| Description of the task |
Output the lines of the records below as a Markdown table with two columns, No. and Text, giving each line its row number and omitting blank lines. Leave the pictures out.

| Data shown |
'''

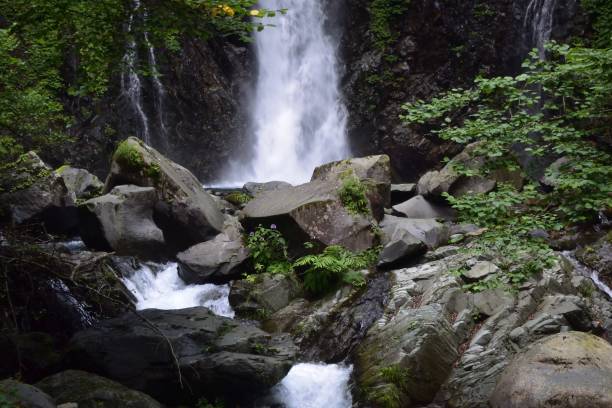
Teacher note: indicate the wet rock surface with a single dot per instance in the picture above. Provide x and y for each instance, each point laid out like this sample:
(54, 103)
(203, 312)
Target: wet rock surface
(217, 357)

'''

| Final answer |
| No. | Text |
|---|---|
| 1 | Teacher note: indicate the wet rock surface with a single dot per instance in the picture above. Provide x and y for each instance, each point laid out like this sample: |
| 2 | (54, 103) |
| 3 | (203, 312) |
| 4 | Target: wet rock surface |
| 5 | (217, 357) |